Task to carry out: A picture-free, exact copy of all the records below is the goal.

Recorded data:
Segment Open

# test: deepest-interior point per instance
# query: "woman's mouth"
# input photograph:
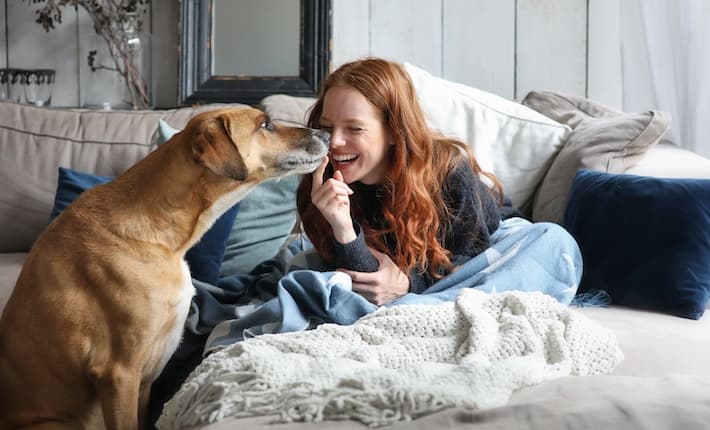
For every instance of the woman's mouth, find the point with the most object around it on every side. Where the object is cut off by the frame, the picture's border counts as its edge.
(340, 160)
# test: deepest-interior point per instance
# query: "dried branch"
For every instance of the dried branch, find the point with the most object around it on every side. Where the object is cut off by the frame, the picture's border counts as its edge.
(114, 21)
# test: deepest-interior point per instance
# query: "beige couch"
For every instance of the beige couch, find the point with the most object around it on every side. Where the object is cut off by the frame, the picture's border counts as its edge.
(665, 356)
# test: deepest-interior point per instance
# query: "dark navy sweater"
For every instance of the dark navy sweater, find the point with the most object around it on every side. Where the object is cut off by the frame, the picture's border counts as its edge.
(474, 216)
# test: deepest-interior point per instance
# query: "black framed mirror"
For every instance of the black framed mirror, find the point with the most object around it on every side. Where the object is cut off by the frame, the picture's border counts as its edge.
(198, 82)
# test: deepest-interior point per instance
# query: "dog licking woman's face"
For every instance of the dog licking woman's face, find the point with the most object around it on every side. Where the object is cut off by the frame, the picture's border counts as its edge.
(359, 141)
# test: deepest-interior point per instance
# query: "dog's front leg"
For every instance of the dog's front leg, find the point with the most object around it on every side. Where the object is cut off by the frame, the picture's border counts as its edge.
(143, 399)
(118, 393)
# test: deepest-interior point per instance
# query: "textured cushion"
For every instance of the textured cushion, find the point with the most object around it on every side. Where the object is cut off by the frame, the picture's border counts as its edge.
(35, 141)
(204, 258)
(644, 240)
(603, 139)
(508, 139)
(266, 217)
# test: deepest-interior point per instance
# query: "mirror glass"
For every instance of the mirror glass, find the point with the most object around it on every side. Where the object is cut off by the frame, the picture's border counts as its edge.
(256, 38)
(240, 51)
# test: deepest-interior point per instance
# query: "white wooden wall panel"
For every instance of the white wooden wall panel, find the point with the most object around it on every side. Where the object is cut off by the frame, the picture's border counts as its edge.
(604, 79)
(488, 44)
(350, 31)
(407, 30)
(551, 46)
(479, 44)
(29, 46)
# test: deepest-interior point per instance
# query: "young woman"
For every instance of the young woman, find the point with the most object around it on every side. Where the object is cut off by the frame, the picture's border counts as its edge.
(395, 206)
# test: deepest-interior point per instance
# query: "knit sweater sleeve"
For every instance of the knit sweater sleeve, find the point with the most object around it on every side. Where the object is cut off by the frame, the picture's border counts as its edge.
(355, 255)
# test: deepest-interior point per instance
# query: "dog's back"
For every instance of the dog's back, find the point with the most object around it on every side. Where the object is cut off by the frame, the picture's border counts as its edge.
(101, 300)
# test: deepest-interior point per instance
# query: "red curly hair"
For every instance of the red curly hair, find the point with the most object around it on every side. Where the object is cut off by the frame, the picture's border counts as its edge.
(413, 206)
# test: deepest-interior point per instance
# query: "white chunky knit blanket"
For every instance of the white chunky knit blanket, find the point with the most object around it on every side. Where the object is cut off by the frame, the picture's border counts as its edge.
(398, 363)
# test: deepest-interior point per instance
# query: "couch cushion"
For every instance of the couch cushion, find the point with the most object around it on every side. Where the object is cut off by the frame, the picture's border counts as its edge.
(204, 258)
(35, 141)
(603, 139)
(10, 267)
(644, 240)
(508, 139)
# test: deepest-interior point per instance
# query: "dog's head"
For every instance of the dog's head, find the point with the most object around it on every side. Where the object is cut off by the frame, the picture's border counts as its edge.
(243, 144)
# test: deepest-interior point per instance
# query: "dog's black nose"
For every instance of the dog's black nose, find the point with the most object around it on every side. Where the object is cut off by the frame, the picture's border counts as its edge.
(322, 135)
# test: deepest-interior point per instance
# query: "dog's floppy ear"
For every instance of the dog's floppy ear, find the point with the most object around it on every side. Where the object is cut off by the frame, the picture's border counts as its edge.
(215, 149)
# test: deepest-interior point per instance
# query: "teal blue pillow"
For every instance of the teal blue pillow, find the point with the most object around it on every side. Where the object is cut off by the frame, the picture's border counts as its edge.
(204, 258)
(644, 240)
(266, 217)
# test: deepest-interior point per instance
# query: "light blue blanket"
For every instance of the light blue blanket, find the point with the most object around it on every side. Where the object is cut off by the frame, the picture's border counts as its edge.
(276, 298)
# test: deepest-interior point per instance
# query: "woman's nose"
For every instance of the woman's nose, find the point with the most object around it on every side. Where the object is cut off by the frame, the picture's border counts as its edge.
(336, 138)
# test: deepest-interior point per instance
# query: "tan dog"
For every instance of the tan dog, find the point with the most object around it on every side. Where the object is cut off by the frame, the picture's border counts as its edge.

Segment Closed

Exercise solution:
# test: deepest-interior point per instance
# query: "woman's mouth"
# input photograph:
For every instance of the woman's mouth, find the point with the most object around it on every side. Where the object is cut off by the frame, the picture's border counts as its edge.
(340, 160)
# test: deepest-interior point per instance
# query: "dried branch"
For every instance of the dried branch, find the point with the most object around it on every side. Where the object is cut off by the frame, the picture's border counts as its edge.
(114, 21)
# test: deepest-interior point per instance
# query: "beige couch"
For every instance of the beige couch, find the point with the most object around it on every side. Where the object is cut off by the frame, the picture's border counts as its edge.
(665, 356)
# test: deepest-interior point per instance
# query: "dark navy sweater"
For every instance of the dark navy sweater, find the point with the most object around it on every side. Where the object is cut off by the frame, the picture's border counts as its edge.
(474, 216)
# test: deepest-interior point per instance
# query: "black framed mirror"
For every instance of the black framed mirror, find the point with the most object around it on every side. Where the object is cut off by the frame, the picture's border counts as its edge.
(198, 82)
# test: deepest-interior point per instance
# query: "dog licking woman's face"
For every instance of the dog licking woman's face, find the point with the most object around it on every side. Where the object is cut off by the frame, the picture's border counts as its edge.
(359, 141)
# test: deepest-interior point per instance
# query: "dog's front leg"
For every instance of the dog's front leg, find the point with the most object around it on every side. Where the object is cut off by the frame, the picture's border counts as its edge.
(143, 399)
(118, 393)
# test: deepest-interior point per instance
# query: "textured cushion"
For every instance of the textured cushion, find the point with the most object around it on every side. Where the object is cut off by the frame, the picture's border counts as its edge.
(35, 141)
(204, 258)
(644, 240)
(603, 139)
(508, 139)
(266, 217)
# test: deepest-interior point per instance
# query: "mirror glass"
For every instance of the mirror glass, find the point with the most object around it on every side. Where the object is cut off by the frame, the picture's border counts as its edge.
(256, 38)
(240, 51)
# test: deepest-interior point per instance
# query: "white wooden wall panel"
For every instance of the white wooden wall panel, find the point with the most object around it on every side. Where the object is cut off by the frame, the picture's border counts as its edge.
(604, 79)
(488, 44)
(350, 31)
(407, 30)
(551, 46)
(479, 44)
(29, 46)
# test: deepest-interior point per instance
# query: "young woman"
For every instance of the young woman, find the point with the most object around it on every side. Where the object is cut off by the frame, the picture's border counts as its edge.
(395, 206)
# test: deepest-interior point per instance
# query: "knit sweater sleeve"
For every instance of the knit sweater sleeve, find the point with the most object around it on every side. Where the object is cut off by the frame, the picture's border counts as its edge.
(355, 255)
# test: deepest-interior point per instance
# query: "dog's back"
For every instance of the dog's back, find the point with the most object around it on every side. Where the object is cut off by the frame, the picture's border counts as its edge.
(101, 300)
# test: deepest-interior point per instance
# query: "red curly hair"
For every instance of the red curly hair, find the point with the most object around it on every side. Where the object is cut off by the frame, the picture's border counts as its edge.
(413, 206)
# test: deepest-interior point per instance
# query: "white chunky knit blanket"
For every instance of the white chunky knit blanket, find the point with the most object around it on every side. Where the object is cut off by the frame, the picture's border counts as its edge.
(398, 363)
# test: deepest-interior point per instance
# query: "couch cushion"
For every instance of the couch cushion, find the point with the most object around it on every side. Where the object is cut off by the frame, the picture's border counts as its edge.
(204, 258)
(35, 141)
(603, 139)
(10, 267)
(644, 240)
(508, 139)
# test: deepest-interior point per instance
# query: "dog's head"
For every instance of the dog's head, find the point with the most object around it on every side. Where the object is cut off by the frame, the picture's border counts as its edge.
(243, 144)
# test: deepest-interior point per instance
# query: "dog's black nose"
For every instance of the dog's black nose, find the point with the most object around it on every side. Where the object is cut off by the frame, the picture's border counts as its edge.
(322, 135)
# test: deepest-interior point per instance
# query: "dog's floppy ear"
For every instance of the dog's floppy ear, find the point with the most object around it on every side. Where the object is cut off by the frame, the picture's border counts as its edge.
(215, 149)
# test: deepest-interior point per instance
# query: "teal blue pillow"
For every instance of the teal blue pillow, find the point with the most object around it on every side. Where the object is cut off by the frame, the picture's border counts as its edge.
(204, 258)
(644, 240)
(266, 217)
# test: deepest-interior point per instance
# query: "light blue blanket"
For every instance of the light blue blanket, find the point with the most object around it on every side. Where the object is cut off by the frame, the picture's border counts as its edge.
(276, 298)
# test: deepest-interior point per instance
# query: "woman's nose"
For every instance of the woman's nose, find the point with the most object around it on every side. Where the object is cut off by the frame, the picture's border counts as its edge.
(336, 138)
# test: deepest-interior point per instance
# query: "tan dog"
For every instance of the tan dog, find the point with the most object around it on every side. Where the object is cut off by the frame, the picture's border counts as its edge.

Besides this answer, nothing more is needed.